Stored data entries
----------

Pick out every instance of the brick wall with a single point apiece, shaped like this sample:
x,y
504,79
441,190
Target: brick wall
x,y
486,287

----------

WHAT IS NEEDED - Exactly as they appear above, return all of the records.

ANSWER BOX -
Pick out every instance of the brick wall with a single point apiece, shaped like this sample:
x,y
504,79
441,190
Target: brick wall
x,y
486,287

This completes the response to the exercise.